→ **Required task**: Please write out again only the lines starting with the one containing "# draw the outline of every instance of the stone" and going on through the one containing "224 145 L 207", swapping "stone basin" for "marble basin" and changing nothing else. Leave the pictures out of your answer.

^^^^^^^^

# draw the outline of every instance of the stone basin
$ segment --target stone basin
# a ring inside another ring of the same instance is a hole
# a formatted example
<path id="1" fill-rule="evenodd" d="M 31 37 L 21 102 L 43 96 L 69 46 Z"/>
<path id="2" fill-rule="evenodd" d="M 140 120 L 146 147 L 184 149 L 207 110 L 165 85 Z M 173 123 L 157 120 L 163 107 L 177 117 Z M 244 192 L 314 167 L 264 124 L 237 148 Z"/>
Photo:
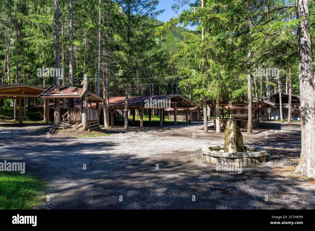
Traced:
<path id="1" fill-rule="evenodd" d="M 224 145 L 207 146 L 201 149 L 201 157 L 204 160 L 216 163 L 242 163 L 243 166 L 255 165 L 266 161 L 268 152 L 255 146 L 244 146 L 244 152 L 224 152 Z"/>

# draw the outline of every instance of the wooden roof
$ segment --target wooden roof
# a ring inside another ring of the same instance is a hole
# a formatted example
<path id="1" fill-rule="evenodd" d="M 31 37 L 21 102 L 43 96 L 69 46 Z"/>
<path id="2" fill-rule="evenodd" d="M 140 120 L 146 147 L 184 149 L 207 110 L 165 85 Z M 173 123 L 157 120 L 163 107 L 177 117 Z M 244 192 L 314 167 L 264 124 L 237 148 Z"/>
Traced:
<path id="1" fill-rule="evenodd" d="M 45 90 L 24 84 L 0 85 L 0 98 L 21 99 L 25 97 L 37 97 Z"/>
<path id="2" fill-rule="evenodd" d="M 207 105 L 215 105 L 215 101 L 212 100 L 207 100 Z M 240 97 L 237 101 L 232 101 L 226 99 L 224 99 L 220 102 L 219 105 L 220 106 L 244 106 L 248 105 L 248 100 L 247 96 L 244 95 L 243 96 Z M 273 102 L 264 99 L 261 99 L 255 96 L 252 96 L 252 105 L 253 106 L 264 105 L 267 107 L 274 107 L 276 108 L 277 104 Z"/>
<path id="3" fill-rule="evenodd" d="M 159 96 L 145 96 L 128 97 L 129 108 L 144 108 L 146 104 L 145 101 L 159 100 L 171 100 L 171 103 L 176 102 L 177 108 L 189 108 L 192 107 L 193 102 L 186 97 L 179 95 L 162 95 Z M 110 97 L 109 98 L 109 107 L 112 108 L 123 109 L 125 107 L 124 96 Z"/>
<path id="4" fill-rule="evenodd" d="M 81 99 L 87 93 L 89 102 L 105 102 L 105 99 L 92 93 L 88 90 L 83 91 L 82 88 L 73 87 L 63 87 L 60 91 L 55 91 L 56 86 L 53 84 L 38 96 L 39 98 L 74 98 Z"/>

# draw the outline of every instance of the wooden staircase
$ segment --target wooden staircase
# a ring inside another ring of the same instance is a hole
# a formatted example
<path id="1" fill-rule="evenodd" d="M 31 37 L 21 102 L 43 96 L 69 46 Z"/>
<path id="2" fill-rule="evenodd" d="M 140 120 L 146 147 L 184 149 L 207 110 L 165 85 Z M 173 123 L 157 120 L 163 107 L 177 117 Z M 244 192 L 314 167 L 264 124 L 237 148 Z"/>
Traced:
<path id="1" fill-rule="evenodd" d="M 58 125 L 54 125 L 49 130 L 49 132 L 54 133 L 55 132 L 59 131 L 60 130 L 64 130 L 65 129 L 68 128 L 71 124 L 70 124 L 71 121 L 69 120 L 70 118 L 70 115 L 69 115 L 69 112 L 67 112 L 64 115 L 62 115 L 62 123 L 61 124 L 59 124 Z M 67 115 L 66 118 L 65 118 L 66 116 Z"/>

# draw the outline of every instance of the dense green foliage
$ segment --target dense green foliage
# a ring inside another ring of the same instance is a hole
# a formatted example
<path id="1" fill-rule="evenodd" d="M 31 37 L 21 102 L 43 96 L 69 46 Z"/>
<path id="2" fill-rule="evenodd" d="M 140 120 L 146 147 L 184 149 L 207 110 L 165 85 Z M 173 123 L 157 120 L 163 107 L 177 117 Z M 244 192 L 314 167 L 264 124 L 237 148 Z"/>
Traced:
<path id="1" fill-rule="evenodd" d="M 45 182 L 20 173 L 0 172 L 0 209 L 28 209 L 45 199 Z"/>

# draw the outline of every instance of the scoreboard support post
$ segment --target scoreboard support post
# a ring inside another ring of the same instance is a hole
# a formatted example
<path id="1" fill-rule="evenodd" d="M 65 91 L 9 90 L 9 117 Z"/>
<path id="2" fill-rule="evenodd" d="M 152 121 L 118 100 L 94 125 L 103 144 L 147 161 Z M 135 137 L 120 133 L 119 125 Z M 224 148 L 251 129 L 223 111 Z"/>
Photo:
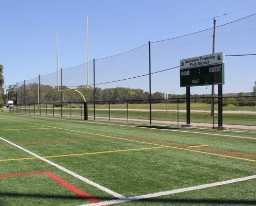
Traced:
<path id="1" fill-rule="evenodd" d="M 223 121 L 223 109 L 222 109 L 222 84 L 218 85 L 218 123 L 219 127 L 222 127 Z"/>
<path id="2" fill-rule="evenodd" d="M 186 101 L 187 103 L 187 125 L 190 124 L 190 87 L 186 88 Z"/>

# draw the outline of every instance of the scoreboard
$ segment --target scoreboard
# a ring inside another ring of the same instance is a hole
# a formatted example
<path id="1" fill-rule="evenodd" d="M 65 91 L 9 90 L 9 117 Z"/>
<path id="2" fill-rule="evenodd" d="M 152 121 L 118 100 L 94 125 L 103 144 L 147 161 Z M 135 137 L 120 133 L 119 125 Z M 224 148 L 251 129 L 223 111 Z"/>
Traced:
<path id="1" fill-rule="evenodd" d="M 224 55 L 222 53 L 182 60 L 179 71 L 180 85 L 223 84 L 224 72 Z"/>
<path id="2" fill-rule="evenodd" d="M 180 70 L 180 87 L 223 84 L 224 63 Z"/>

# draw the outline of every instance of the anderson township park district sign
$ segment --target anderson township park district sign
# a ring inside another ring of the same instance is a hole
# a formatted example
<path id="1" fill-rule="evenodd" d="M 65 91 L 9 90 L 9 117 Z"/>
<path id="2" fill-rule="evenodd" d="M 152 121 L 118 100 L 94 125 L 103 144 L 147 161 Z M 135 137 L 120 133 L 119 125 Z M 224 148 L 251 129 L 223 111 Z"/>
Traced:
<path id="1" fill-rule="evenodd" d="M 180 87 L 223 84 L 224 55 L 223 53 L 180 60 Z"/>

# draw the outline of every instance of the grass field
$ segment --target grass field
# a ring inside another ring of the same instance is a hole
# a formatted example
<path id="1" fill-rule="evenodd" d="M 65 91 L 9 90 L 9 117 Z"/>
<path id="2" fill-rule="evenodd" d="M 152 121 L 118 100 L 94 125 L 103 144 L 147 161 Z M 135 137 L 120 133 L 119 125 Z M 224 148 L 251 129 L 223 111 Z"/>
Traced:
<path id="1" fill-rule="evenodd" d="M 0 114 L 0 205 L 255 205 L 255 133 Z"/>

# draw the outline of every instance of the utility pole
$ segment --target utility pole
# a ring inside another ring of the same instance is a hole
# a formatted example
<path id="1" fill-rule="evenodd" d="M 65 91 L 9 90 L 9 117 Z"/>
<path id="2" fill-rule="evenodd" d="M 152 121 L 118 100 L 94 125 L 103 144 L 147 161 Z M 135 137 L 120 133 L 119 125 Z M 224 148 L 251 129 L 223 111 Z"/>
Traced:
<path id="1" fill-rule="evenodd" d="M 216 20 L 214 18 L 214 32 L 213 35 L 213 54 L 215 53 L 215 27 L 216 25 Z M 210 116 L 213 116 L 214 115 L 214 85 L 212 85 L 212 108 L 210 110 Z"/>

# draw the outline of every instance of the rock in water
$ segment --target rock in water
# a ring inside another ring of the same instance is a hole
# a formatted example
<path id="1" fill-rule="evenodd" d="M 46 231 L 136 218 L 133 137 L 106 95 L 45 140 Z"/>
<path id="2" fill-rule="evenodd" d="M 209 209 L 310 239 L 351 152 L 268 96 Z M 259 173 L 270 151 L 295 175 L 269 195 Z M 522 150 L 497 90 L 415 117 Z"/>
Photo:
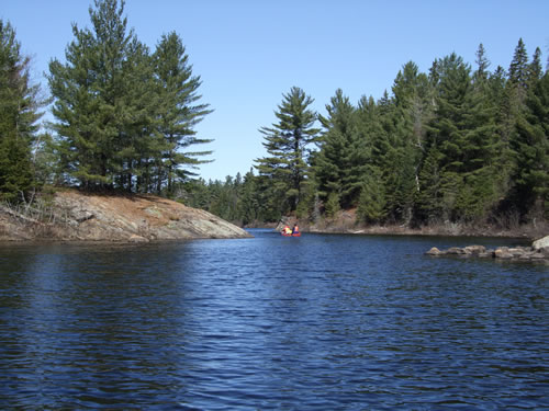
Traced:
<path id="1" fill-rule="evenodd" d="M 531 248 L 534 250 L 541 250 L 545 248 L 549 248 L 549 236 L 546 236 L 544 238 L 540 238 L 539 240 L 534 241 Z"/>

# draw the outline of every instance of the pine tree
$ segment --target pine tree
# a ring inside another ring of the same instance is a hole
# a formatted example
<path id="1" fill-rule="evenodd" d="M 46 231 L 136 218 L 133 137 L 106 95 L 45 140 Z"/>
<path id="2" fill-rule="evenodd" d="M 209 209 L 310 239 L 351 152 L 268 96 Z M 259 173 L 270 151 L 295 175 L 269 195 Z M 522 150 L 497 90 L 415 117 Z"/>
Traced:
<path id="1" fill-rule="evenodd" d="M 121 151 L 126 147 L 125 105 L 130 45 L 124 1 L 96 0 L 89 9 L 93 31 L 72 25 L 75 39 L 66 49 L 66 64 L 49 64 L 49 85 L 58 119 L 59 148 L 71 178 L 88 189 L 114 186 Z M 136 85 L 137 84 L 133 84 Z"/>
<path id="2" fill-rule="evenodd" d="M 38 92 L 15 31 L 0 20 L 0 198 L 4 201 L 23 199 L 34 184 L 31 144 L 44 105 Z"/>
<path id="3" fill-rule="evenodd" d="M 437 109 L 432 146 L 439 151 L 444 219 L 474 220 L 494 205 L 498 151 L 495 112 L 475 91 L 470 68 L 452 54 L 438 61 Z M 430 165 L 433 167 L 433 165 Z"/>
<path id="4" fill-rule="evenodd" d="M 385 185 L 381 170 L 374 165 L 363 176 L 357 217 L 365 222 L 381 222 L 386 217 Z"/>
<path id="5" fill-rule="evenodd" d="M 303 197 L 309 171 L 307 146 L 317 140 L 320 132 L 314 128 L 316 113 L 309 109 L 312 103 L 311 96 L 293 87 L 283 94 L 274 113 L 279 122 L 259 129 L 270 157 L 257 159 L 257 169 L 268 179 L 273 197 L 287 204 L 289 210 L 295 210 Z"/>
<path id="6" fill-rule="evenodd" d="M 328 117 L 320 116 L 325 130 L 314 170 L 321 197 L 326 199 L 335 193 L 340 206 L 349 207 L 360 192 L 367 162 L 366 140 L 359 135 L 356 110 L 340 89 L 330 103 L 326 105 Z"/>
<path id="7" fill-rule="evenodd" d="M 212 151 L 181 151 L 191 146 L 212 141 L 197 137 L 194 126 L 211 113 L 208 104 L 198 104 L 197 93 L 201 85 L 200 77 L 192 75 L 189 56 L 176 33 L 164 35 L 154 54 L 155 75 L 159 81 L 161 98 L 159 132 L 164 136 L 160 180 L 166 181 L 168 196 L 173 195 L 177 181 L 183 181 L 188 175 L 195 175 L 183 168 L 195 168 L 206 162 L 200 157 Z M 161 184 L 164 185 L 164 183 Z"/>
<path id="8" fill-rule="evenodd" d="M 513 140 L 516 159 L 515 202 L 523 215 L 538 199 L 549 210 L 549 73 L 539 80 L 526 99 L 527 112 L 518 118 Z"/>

^^^^^^^^

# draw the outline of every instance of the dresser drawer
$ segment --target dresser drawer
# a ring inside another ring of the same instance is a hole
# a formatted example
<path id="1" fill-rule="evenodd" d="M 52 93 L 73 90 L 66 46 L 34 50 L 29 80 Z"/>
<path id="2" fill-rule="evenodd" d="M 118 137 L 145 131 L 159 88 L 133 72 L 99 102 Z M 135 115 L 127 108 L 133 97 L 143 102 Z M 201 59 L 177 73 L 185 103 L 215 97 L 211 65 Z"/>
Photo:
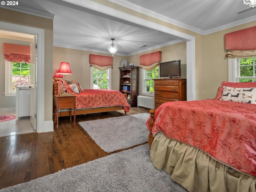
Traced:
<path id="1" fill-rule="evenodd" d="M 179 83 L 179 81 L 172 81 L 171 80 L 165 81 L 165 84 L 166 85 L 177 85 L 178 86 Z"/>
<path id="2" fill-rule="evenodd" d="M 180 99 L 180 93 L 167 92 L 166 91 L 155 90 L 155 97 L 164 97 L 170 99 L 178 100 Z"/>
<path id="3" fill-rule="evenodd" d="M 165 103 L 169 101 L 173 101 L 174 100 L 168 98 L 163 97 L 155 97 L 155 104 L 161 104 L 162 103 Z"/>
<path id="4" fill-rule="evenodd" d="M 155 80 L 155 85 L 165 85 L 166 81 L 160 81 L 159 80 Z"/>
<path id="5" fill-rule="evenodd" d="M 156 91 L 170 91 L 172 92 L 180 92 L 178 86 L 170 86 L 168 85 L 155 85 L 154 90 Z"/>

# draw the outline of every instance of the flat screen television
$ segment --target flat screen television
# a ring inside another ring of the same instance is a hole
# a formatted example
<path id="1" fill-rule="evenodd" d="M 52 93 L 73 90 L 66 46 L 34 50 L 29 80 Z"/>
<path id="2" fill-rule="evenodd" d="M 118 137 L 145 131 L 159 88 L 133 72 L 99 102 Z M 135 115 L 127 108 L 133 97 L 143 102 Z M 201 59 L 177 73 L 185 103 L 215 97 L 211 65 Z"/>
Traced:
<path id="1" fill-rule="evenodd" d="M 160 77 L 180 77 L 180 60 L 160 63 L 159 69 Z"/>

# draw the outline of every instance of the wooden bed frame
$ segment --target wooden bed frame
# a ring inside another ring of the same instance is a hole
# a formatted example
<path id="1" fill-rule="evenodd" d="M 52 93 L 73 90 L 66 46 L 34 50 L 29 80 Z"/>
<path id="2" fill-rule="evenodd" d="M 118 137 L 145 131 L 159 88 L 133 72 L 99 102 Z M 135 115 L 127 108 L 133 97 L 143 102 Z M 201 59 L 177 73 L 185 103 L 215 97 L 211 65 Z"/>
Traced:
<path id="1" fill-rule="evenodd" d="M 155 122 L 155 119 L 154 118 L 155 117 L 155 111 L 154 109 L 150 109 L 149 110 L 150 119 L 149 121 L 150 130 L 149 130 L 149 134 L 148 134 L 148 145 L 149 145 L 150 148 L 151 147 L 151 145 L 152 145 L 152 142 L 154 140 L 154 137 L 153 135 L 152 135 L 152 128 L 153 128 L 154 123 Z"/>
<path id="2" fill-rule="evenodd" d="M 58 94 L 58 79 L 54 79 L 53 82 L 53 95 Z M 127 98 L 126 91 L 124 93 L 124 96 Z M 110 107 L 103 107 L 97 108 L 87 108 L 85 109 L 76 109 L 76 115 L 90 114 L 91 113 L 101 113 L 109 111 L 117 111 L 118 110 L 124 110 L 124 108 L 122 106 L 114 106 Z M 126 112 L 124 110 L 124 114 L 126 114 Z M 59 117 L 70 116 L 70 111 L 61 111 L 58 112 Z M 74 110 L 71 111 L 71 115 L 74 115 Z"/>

^^^^^^^^

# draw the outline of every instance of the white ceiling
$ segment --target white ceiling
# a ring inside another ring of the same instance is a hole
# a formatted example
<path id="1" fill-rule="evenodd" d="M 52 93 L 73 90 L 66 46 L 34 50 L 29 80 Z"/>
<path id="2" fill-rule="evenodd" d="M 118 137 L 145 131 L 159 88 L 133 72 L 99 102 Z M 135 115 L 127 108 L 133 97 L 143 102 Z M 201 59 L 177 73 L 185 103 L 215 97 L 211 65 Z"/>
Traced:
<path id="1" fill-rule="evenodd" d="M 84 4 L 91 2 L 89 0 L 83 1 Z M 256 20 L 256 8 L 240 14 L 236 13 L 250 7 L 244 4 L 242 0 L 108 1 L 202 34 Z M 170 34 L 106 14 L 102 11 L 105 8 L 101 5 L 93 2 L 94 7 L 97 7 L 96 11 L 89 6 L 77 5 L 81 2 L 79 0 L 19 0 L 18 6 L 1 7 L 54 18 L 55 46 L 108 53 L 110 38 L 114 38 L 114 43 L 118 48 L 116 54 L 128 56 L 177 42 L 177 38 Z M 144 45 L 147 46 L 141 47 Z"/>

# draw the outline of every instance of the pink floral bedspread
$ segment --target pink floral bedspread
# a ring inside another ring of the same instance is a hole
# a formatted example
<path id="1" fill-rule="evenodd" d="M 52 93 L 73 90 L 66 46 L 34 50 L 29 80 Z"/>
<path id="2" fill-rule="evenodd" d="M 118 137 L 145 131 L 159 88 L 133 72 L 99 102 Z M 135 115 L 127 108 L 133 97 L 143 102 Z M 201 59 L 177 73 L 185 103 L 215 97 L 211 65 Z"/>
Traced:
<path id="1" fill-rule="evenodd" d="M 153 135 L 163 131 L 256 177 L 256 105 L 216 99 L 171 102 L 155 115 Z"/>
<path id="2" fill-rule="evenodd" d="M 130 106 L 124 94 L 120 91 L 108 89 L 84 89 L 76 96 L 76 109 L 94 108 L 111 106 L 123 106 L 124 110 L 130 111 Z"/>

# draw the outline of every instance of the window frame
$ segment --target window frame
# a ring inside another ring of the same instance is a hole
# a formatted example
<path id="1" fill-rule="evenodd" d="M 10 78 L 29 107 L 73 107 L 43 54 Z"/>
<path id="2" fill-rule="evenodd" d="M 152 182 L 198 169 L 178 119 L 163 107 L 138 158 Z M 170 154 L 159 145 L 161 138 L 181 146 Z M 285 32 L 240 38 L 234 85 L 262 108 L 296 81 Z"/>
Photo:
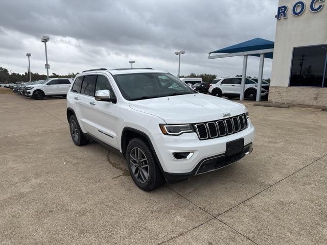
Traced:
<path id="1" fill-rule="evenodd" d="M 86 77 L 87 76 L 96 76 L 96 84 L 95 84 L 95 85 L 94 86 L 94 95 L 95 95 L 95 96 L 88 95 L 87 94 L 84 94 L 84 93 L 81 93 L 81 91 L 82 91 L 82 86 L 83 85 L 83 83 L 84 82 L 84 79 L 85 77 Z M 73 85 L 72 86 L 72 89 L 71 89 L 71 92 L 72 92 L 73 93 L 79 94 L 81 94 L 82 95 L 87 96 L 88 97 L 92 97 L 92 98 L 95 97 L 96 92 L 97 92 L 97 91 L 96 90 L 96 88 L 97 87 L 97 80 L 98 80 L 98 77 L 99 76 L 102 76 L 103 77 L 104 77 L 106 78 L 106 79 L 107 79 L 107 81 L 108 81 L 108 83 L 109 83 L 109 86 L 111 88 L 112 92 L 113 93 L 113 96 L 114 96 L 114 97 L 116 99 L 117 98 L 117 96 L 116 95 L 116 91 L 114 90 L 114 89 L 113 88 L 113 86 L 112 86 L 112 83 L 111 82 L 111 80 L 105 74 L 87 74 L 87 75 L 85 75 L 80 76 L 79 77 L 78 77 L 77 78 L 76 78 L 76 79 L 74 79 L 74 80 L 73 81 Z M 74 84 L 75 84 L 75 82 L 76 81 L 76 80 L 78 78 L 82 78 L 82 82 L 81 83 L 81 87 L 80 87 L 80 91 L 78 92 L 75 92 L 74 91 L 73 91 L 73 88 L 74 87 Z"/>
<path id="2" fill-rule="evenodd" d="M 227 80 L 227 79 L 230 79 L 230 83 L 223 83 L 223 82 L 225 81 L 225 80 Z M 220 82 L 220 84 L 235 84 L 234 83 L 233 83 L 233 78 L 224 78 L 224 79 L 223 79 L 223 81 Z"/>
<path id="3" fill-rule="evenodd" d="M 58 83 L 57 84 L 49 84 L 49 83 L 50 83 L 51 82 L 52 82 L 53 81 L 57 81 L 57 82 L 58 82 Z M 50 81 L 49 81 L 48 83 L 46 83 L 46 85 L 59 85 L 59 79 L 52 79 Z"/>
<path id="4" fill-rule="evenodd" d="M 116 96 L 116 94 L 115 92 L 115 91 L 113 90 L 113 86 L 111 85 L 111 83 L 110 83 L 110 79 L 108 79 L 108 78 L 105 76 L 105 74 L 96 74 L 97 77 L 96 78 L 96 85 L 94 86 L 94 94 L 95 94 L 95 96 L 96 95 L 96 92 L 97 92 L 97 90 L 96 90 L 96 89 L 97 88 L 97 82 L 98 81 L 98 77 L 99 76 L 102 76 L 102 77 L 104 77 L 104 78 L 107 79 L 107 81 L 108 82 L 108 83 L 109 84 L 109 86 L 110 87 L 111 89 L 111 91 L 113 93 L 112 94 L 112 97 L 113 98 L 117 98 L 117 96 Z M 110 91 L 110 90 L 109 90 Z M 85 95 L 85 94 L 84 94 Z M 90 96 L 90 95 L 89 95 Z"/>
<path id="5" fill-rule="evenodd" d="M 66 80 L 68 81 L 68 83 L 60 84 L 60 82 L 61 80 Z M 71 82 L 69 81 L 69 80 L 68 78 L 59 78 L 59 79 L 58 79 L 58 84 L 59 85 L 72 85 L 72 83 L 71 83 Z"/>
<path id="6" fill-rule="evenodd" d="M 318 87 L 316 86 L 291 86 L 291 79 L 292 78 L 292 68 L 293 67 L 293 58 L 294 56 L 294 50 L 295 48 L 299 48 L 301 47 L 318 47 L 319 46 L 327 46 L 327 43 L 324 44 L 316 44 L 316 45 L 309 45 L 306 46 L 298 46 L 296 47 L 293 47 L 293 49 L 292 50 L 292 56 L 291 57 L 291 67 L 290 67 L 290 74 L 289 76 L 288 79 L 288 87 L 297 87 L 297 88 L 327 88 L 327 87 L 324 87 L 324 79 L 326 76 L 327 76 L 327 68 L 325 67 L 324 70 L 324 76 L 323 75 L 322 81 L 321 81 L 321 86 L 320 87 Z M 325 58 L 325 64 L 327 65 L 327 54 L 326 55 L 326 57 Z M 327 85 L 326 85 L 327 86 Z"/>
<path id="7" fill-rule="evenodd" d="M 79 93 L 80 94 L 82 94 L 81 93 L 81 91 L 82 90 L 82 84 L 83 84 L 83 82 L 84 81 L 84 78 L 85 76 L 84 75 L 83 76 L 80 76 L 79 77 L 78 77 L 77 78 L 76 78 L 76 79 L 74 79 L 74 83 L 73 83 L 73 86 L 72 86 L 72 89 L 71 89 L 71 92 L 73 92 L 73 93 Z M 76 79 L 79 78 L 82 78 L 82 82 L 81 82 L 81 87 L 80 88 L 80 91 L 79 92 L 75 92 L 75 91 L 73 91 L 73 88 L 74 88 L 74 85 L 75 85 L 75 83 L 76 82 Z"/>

^^^^^^^^

→ **Output**:
# draw the outline of every instance of the marble basin
$ segment --target marble basin
# a ring inside another ring of the same instance is a hole
# a formatted example
<path id="1" fill-rule="evenodd" d="M 31 37 L 21 102 L 43 96 L 69 46 Z"/>
<path id="2" fill-rule="evenodd" d="M 140 120 L 146 147 L 184 149 L 207 110 L 165 85 Z M 173 123 L 157 120 L 163 107 L 177 117 Z M 244 192 L 314 167 L 264 124 L 237 148 Z"/>
Photo:
Traced:
<path id="1" fill-rule="evenodd" d="M 224 145 L 207 146 L 201 149 L 201 157 L 204 160 L 216 163 L 242 163 L 243 166 L 255 165 L 266 161 L 268 152 L 255 146 L 244 146 L 244 152 L 224 152 Z"/>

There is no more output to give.